*DIRECTIONS FOR THIS TASK:*
Please restate the records that follow exactly, skipping their images.

─── GIVEN DATA

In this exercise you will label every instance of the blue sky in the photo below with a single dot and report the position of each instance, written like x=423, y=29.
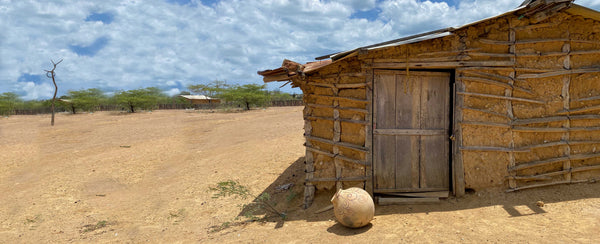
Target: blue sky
x=122, y=45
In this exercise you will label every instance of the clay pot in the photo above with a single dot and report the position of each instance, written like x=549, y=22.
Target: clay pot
x=353, y=207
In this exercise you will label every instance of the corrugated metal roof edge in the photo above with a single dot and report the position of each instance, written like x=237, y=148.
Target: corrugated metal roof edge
x=339, y=55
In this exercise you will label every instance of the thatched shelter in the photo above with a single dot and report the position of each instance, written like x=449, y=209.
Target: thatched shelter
x=511, y=101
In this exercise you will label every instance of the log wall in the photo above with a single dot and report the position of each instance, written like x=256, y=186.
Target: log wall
x=526, y=105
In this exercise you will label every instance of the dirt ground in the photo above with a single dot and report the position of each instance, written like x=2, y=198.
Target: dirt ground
x=112, y=177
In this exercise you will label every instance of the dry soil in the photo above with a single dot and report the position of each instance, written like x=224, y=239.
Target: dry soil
x=112, y=177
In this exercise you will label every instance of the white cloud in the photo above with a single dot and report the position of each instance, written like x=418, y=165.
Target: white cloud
x=34, y=91
x=173, y=91
x=154, y=42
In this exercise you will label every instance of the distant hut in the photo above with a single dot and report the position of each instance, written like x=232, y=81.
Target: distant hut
x=511, y=101
x=201, y=99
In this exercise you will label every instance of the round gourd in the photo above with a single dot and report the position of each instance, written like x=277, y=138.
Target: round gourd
x=353, y=207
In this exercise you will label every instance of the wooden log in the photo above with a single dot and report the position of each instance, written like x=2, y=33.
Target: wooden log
x=537, y=163
x=282, y=77
x=447, y=53
x=404, y=65
x=484, y=123
x=362, y=122
x=494, y=149
x=459, y=57
x=509, y=105
x=553, y=160
x=586, y=168
x=536, y=26
x=435, y=194
x=507, y=68
x=402, y=200
x=334, y=156
x=587, y=99
x=536, y=177
x=339, y=98
x=338, y=168
x=584, y=116
x=495, y=83
x=553, y=129
x=485, y=111
x=550, y=144
x=558, y=73
x=537, y=185
x=410, y=132
x=533, y=41
x=402, y=190
x=579, y=110
x=336, y=85
x=351, y=85
x=566, y=104
x=343, y=144
x=550, y=54
x=489, y=75
x=492, y=55
x=309, y=188
x=557, y=143
x=501, y=97
x=368, y=131
x=539, y=120
x=458, y=179
x=336, y=75
x=357, y=178
x=549, y=184
x=338, y=107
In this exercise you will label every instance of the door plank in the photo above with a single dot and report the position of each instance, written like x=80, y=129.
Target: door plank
x=435, y=98
x=407, y=154
x=411, y=132
x=385, y=146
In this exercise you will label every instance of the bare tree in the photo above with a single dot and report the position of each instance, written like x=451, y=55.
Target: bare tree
x=51, y=74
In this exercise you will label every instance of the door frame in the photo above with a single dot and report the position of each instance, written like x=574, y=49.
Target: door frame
x=456, y=170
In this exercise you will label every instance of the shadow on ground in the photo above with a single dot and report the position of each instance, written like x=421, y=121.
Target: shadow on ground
x=516, y=204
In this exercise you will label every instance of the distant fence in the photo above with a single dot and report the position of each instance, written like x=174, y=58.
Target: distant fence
x=112, y=107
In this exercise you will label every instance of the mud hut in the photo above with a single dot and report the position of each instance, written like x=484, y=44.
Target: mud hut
x=511, y=102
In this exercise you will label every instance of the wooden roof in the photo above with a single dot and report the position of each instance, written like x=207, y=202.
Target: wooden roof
x=539, y=9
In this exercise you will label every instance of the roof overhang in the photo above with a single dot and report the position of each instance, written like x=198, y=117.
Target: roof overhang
x=290, y=69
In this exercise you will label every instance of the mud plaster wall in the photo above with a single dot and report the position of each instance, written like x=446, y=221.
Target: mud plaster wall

──────

*SOLUTION TO THE EXERCISE:*
In this exercise you will label every instance of the blue sky in the photo below with a single dot and report the position of each instance, written like x=423, y=29.
Target: blue sky
x=122, y=45
In this exercise you will label every instance of the clay pot in the photo above with a single dot and report the position of each instance, written like x=549, y=22.
Target: clay pot
x=353, y=207
In this exercise you will label every instance of the corrugated metal roof edge in the photo above with a single dot and report the position of each instance, written like x=237, y=148.
Target: corrugated metal roof edge
x=339, y=55
In this exercise you will label every instance of the thatched shelter in the photo above with a single dot and report the position of each instance, written like x=449, y=209.
Target: thatched shelter
x=511, y=101
In this exercise you will label every instance of the log wall in the photo above with a single dot and report the position of each instance, written like x=256, y=186.
Target: log wall
x=526, y=105
In this exercise you will label every instance of the dirt ground in the photo above with a single dot and report the position of each instance, written like x=2, y=198.
Target: dirt ground
x=112, y=177
In this exercise you will label every instance of the dry soil in the photo above with a single dot and report the position of each instance, written like x=224, y=239.
Target: dry soil
x=112, y=177
In this exercise you will label every instance of the white cloud in the photo above with a single dot and report the position of each instance, written like x=418, y=165.
Target: white cloud
x=34, y=91
x=173, y=91
x=154, y=42
In this exercise you will label every instance of the distant hut in the photo above with a single dot and report the position of each instance, written like x=232, y=81.
Target: distant hut
x=511, y=101
x=201, y=99
In this exercise you will label every instance of the round gourd in the photo above with a single dot and report the position of each instance, written like x=277, y=138.
Target: round gourd
x=353, y=207
In this exercise you will label every instance of the wooden log in the photo above with a single dot and report the position of each instance, written like x=2, y=33.
Target: wooden log
x=537, y=163
x=282, y=77
x=447, y=53
x=404, y=65
x=484, y=123
x=362, y=122
x=494, y=149
x=459, y=57
x=509, y=105
x=553, y=160
x=586, y=168
x=536, y=26
x=435, y=194
x=507, y=68
x=402, y=200
x=334, y=156
x=587, y=99
x=536, y=177
x=339, y=98
x=338, y=168
x=584, y=116
x=495, y=83
x=553, y=129
x=485, y=111
x=550, y=144
x=558, y=73
x=537, y=185
x=410, y=132
x=533, y=41
x=402, y=190
x=579, y=110
x=336, y=85
x=351, y=85
x=566, y=104
x=343, y=144
x=550, y=54
x=489, y=75
x=492, y=55
x=309, y=188
x=557, y=143
x=501, y=97
x=368, y=131
x=539, y=120
x=458, y=179
x=336, y=75
x=357, y=178
x=549, y=184
x=338, y=107
In this exercise you will label every instance of the door plank in the photo above with a single dot and report the position of each instance, written like x=80, y=129.
Target: door plank
x=435, y=98
x=407, y=154
x=411, y=132
x=385, y=146
In this exercise you will label every instance of the bare tree in the photo above with a single dot and report the position of each instance, written like x=451, y=55.
Target: bare tree
x=51, y=74
In this exercise you will label every instance of the door frame in the photo above with a single dot and report the position of each instance, written like x=574, y=49.
Target: door frame
x=456, y=170
In this exercise you will label every instance of the shadow on ground in the photo above with a single dot and report the position of each instance, written like x=421, y=121.
Target: shadow on ground
x=516, y=204
In this exercise you will label every instance of the distant fence in the photo above with a single dot and report the position of each instance, written like x=174, y=58.
Target: distant fence
x=112, y=107
In this exercise you will label every instance of the mud hut in the photo above with a single dot and report the position of each instance, written like x=484, y=44.
Target: mud hut
x=511, y=102
In this exercise you will label every instance of the wooden roof in the photo above with a single dot and report the position of each instance, written like x=207, y=202.
Target: wooden roof
x=539, y=9
In this exercise you will label every instance of the roof overhang in the photo above with a single dot and report the position of each instance, written like x=198, y=117.
Target: roof overhang
x=290, y=69
In this exercise you will label every instance of the mud plaster wall in the photo above with a single dot and report the position of each instance, written like x=446, y=221.
Target: mud plaster wall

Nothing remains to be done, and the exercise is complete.